Omit the images, then print each record below exactly as it reads.

* [Data listing]
- - - - -

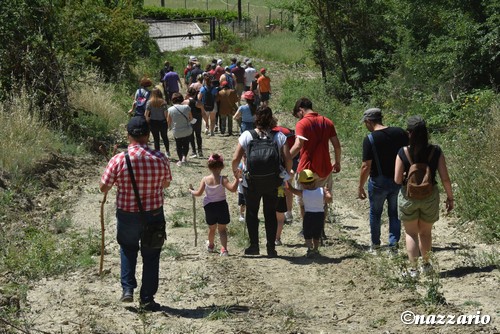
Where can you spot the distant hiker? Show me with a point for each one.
(156, 115)
(152, 174)
(163, 71)
(239, 74)
(196, 72)
(229, 77)
(207, 96)
(198, 113)
(179, 119)
(227, 100)
(171, 83)
(263, 149)
(314, 199)
(380, 148)
(249, 75)
(418, 215)
(313, 134)
(215, 203)
(245, 114)
(141, 97)
(219, 70)
(264, 87)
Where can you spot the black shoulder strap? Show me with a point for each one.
(375, 155)
(134, 185)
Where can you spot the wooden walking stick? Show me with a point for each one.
(194, 218)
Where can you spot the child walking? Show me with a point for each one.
(314, 199)
(214, 202)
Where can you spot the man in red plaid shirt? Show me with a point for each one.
(152, 174)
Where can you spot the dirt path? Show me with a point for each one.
(344, 291)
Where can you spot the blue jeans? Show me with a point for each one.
(129, 229)
(380, 189)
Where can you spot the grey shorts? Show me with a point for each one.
(426, 210)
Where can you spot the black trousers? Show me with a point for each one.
(269, 200)
(182, 146)
(196, 133)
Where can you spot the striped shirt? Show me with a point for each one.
(151, 169)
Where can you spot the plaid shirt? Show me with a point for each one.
(150, 167)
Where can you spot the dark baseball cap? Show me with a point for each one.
(137, 126)
(414, 122)
(372, 114)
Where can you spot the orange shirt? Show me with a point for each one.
(264, 83)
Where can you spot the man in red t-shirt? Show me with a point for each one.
(313, 133)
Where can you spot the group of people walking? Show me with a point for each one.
(263, 168)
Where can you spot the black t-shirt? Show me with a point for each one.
(433, 163)
(387, 141)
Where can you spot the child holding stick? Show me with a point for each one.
(215, 203)
(314, 206)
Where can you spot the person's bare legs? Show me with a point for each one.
(425, 236)
(222, 235)
(412, 241)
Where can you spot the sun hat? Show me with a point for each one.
(248, 95)
(306, 176)
(146, 82)
(137, 126)
(414, 122)
(372, 114)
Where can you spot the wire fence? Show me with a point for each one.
(262, 17)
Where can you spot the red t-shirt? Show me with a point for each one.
(315, 153)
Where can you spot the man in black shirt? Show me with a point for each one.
(380, 148)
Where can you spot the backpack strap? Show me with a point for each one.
(407, 153)
(375, 155)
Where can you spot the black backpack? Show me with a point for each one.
(263, 162)
(209, 99)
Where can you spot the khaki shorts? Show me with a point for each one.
(426, 210)
(318, 182)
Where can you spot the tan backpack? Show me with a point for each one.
(419, 178)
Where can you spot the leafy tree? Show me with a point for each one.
(46, 42)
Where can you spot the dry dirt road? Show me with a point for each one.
(346, 290)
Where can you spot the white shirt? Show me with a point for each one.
(249, 76)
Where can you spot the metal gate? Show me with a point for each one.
(172, 35)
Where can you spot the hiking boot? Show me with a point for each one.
(224, 252)
(272, 253)
(127, 296)
(150, 306)
(252, 250)
(210, 248)
(411, 273)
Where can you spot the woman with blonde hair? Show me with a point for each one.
(156, 115)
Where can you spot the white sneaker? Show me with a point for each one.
(374, 249)
(426, 269)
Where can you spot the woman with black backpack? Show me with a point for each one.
(418, 214)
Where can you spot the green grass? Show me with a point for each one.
(255, 8)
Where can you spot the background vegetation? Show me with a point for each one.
(69, 67)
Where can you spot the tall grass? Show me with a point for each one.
(25, 139)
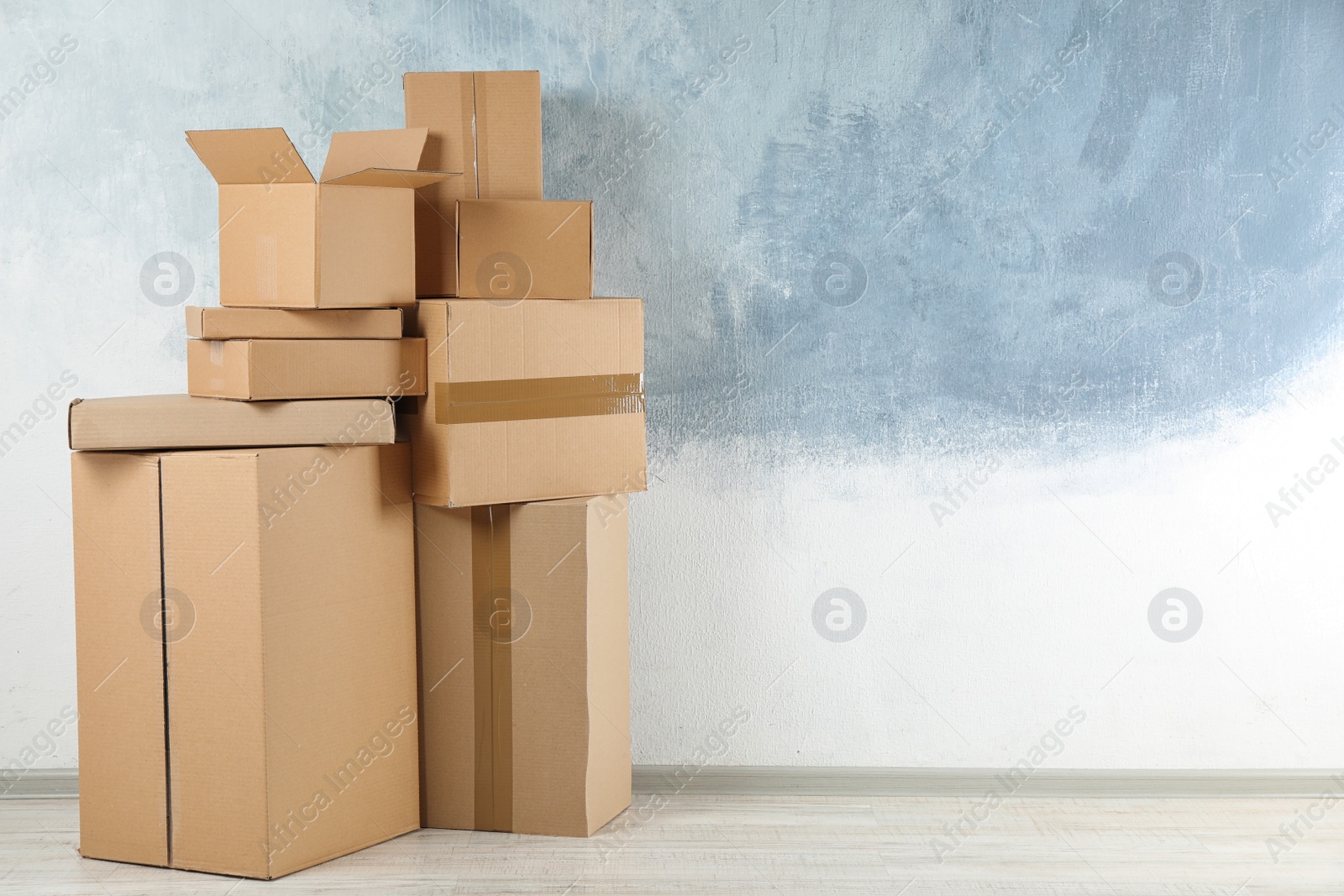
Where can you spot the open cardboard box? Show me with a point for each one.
(286, 241)
(487, 123)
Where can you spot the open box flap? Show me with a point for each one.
(393, 177)
(356, 150)
(250, 156)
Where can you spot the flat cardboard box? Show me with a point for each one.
(291, 369)
(245, 637)
(524, 249)
(487, 123)
(163, 422)
(528, 402)
(286, 241)
(524, 665)
(279, 322)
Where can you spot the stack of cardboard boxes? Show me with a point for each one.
(300, 634)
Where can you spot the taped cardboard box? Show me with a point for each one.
(292, 369)
(517, 249)
(245, 633)
(487, 123)
(286, 241)
(524, 665)
(276, 322)
(534, 401)
(155, 422)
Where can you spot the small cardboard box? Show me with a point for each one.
(245, 637)
(156, 422)
(524, 665)
(291, 369)
(289, 242)
(524, 249)
(277, 322)
(487, 123)
(528, 402)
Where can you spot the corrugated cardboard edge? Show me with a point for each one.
(608, 782)
(114, 506)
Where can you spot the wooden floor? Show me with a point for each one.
(1030, 846)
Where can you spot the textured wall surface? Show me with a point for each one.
(974, 328)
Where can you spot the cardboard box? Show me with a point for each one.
(487, 123)
(289, 242)
(534, 401)
(519, 249)
(524, 665)
(291, 369)
(245, 631)
(276, 322)
(158, 422)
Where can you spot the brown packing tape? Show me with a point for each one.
(538, 398)
(492, 614)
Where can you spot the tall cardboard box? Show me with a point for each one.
(487, 123)
(245, 626)
(286, 241)
(533, 401)
(524, 665)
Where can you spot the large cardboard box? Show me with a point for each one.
(292, 369)
(531, 401)
(487, 123)
(524, 665)
(154, 422)
(245, 631)
(524, 249)
(279, 322)
(286, 241)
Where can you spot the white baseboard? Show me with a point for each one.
(40, 783)
(813, 781)
(797, 781)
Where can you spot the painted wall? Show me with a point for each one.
(1005, 318)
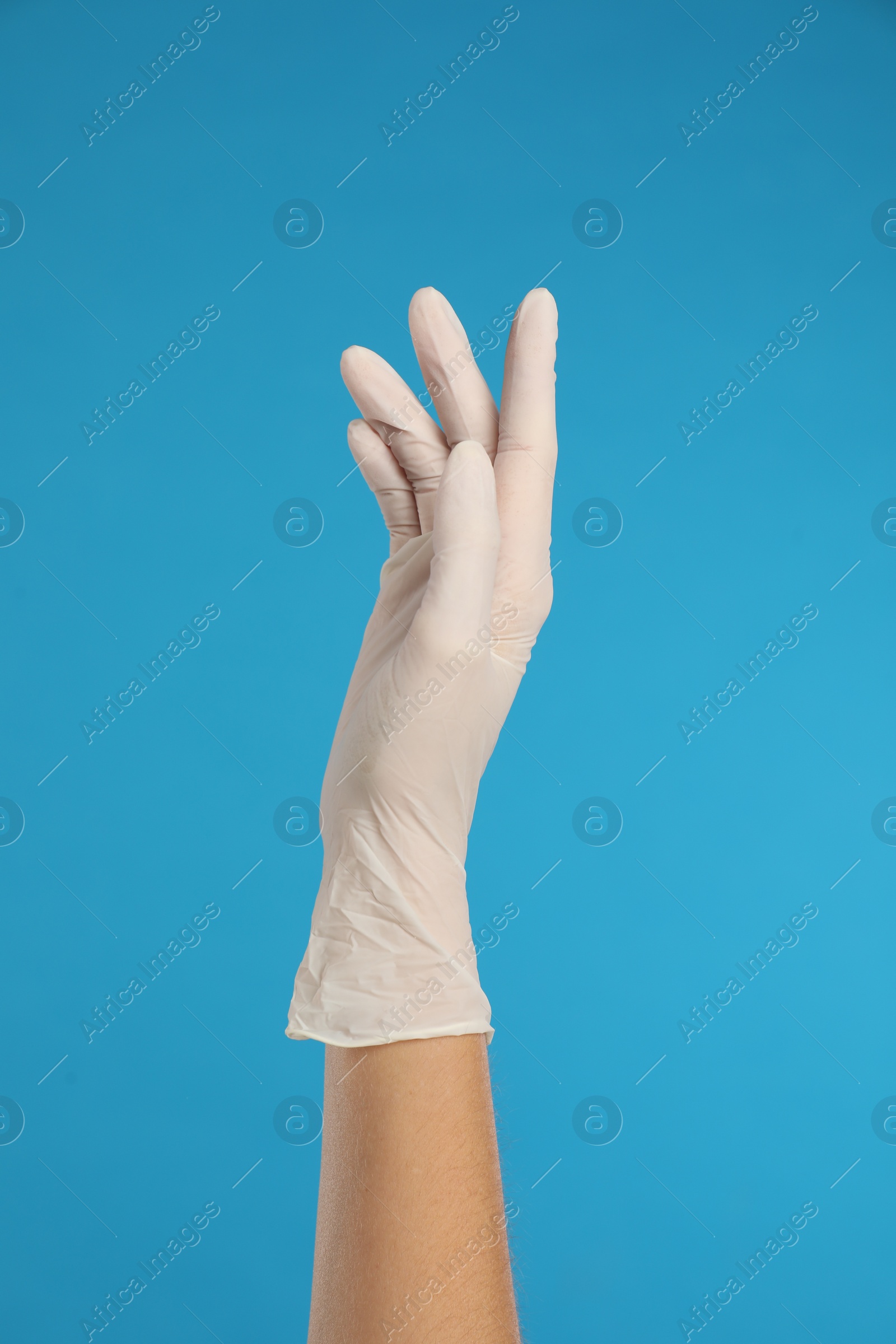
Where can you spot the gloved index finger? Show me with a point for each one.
(461, 395)
(527, 445)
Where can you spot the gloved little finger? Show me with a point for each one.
(390, 407)
(466, 536)
(391, 487)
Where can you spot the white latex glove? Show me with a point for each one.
(463, 599)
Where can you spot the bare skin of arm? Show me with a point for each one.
(412, 1237)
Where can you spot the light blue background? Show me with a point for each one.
(155, 819)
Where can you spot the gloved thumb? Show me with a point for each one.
(466, 536)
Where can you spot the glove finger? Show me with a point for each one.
(466, 536)
(527, 458)
(390, 407)
(460, 394)
(388, 480)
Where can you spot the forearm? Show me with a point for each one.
(412, 1240)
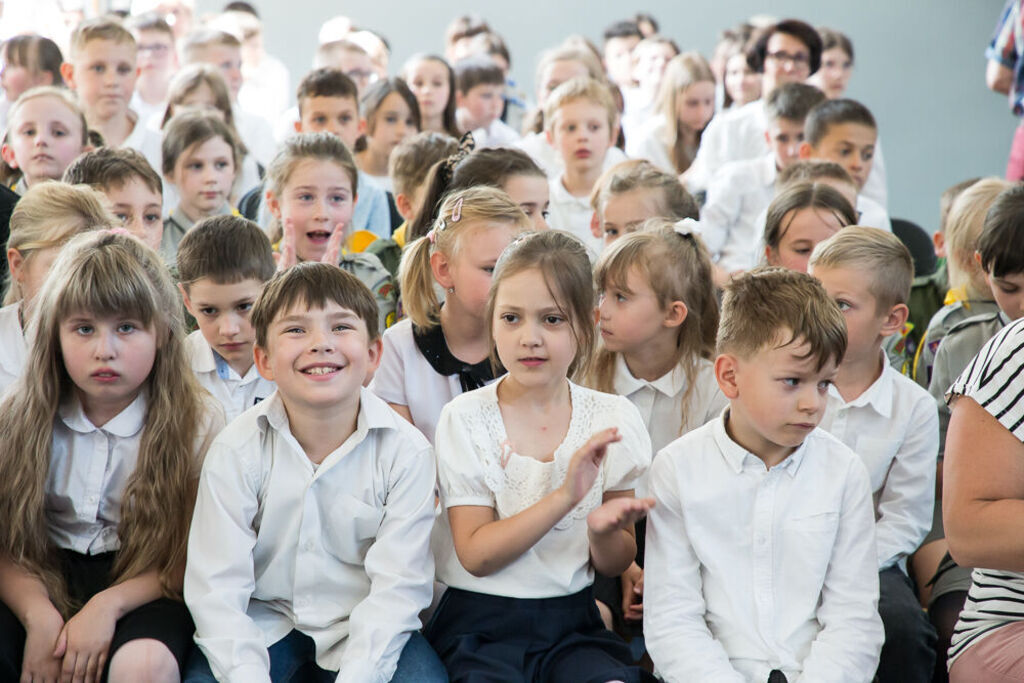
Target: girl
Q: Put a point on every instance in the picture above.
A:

- - - - -

* [Final answer]
Where can you spot the distant hiker? Show me with a point for each one.
(156, 115)
(152, 174)
(163, 71)
(239, 74)
(196, 72)
(229, 77)
(207, 96)
(198, 113)
(179, 119)
(227, 100)
(171, 83)
(263, 149)
(314, 199)
(380, 148)
(249, 75)
(418, 215)
(313, 134)
(215, 203)
(245, 114)
(141, 97)
(219, 70)
(264, 87)
Where can you spot the black shoulder strap? Show me with a point for each one.
(375, 155)
(134, 185)
Where can you spot the wooden walking stick? Show me with a point for each one.
(194, 218)
Where can you spot the child walking? Show me with a point for each one.
(314, 199)
(214, 202)
Where can you spot the man in red plaid shirt? Show me with a point for each one.
(152, 174)
Where can you spot the dirt path? Show me with a point for each one.
(344, 291)
Where can you spot the blue jeans? Show me with a point for each one.
(129, 229)
(380, 189)
Where can you spot the grey shorts? Show me with a point for each one.
(426, 210)
Where can you spot the black trousers? Show me with a point for each one.
(269, 200)
(182, 146)
(196, 133)
Where can you spot the striped shirt? Show me with a point for each one.
(151, 169)
Where can you spot the plaid shirt? Show me with a point for each one.
(150, 167)
Where can you spot the dark baseball cap? Show me with a point for each one.
(137, 126)
(414, 122)
(372, 114)
Where can you spot the orange shirt? Show me with a point for each one.
(264, 83)
Where can you spot the man in red t-shirt? Show me with a point for each one.
(313, 133)
Where can you spot the group of people walking? Show me with a point for each one.
(263, 168)
Where can you spot the black t-shirt? Show me with a point for each one.
(433, 163)
(387, 141)
Where can you spot the child holding stick? Show me with a point for each one.
(215, 203)
(314, 206)
Where can you spot the person's bare legs? Show me with a point for each one.
(425, 236)
(222, 235)
(412, 241)
Where can you spot the sun hat? Show me with a point for each one.
(248, 95)
(306, 176)
(146, 82)
(137, 126)
(414, 122)
(372, 114)
Where can you spot the wire fence? Show me with a point for each one.
(262, 17)
Where can you spot the red t-shirt? Show me with a point for each one.
(315, 153)
Where can you spot the man in black shirt? Show me with a point for each one.
(380, 148)
Where can you spot the backpack strap? Show me with a point for each one.
(407, 153)
(375, 155)
Where can you spot the black backpack? Show me with a point for each one.
(263, 162)
(209, 99)
Where can you spot the khaki shorts? Show me with a point for each one.
(426, 210)
(318, 182)
Where can you spot the tan backpack? Show me with a point for each one.
(419, 178)
Where can you spot the leafy tree? Show me with a point for each one.
(46, 42)
Where can you spot the dry dirt road? Show me with a point for each one.
(346, 290)
Where can you spot the white shirt? Show me with a point for each one.
(249, 76)
Where can you spot the metal gate? Show me with a point for each one.
(172, 35)
Where can you spot the hiking boot? Show me with a point for each one.
(224, 252)
(272, 253)
(127, 296)
(150, 306)
(252, 250)
(210, 248)
(411, 273)
Where can you spot the woman with blonde hair? Show me with a point for each one.
(156, 115)
Where can you spot the white sneaker? Show me with a point for each one.
(374, 249)
(426, 269)
Where can you spot the woman with black backpack? Show me with a point for each one.
(418, 214)
Where can you spot the green grass? Show me with a point for each one.
(255, 8)
Where can you spot the background vegetation? Show me with a point for each one.
(69, 67)
Where can you spot the tall grass? Show me with a point for each one.
(25, 139)
Where can you spot the open cardboard box? Show me with a point for each one.
(286, 241)
(487, 123)
Where can you spot the open box flap? Show me with a point for each one.
(393, 177)
(356, 150)
(250, 156)
Where can you spot the flat cardboard box? Show me with a point for each one.
(291, 369)
(245, 637)
(524, 249)
(487, 123)
(163, 422)
(528, 402)
(286, 241)
(524, 665)
(279, 322)
Where can you spot the stack of cardboard boxes? Show me with a point for each one.
(300, 634)
Where can you spot the taped cardboard box? Show me with a point for each one.
(292, 369)
(517, 249)
(245, 633)
(487, 123)
(286, 241)
(524, 665)
(276, 322)
(534, 401)
(155, 422)
Where can you spot the small cardboard box? Show me with a point for each one.
(245, 637)
(156, 422)
(524, 665)
(291, 369)
(289, 242)
(524, 249)
(277, 322)
(487, 123)
(528, 402)
Where can you spot the corrugated cardboard edge? Show me with a point for each one.
(608, 782)
(114, 506)
Where can you spot the wooden floor? Show me with a point for each one.
(1030, 846)
Where can you spot the textured wall surface? Show me with a point for each one.
(974, 328)
Where can you spot the cardboard box? Show me with a point for each one.
(487, 123)
(289, 242)
(534, 401)
(519, 249)
(524, 665)
(291, 369)
(245, 631)
(276, 322)
(158, 422)
Where can you spot the brown packing tape? Show me with a point for each one.
(538, 398)
(492, 614)
Where can you spot the tall cardboard box? Show me with a point for each one.
(487, 123)
(245, 626)
(286, 241)
(533, 401)
(524, 665)
Where can you spot the large cardboard box? Show me with a point for each one.
(292, 369)
(531, 401)
(487, 123)
(524, 665)
(154, 422)
(245, 631)
(524, 249)
(279, 322)
(286, 241)
Where can you spot the white baseboard? Show me with a point for each one.
(40, 783)
(813, 781)
(797, 781)
Where can you spot the painted wall? Show me with a point for each one.
(1005, 318)
Where can you spot the gloved index finger? Show me with a point for each one.
(461, 395)
(527, 445)
Where can you spot the gloved little finger? Show me with a point for each one.
(390, 407)
(466, 536)
(391, 487)
Where can you spot the white latex glove? Show me with a point for each one.
(463, 599)
Where can you spot the bare skin of arm? Show me with a point for each one.
(412, 1237)
Where can you spot the light blue background? Show me with a point for each one.
(155, 819)
Where can you spot the gloved thumb? Show me with a point for each one.
(466, 536)
Where can you spot the glove finger? Show me with a point for each one.
(466, 536)
(527, 458)
(390, 407)
(460, 394)
(388, 480)
Where can you spot the forearm? Show me with a point for each one.
(412, 1240)
Target: girl
Q: Put a point on every instance in the picture above.
A:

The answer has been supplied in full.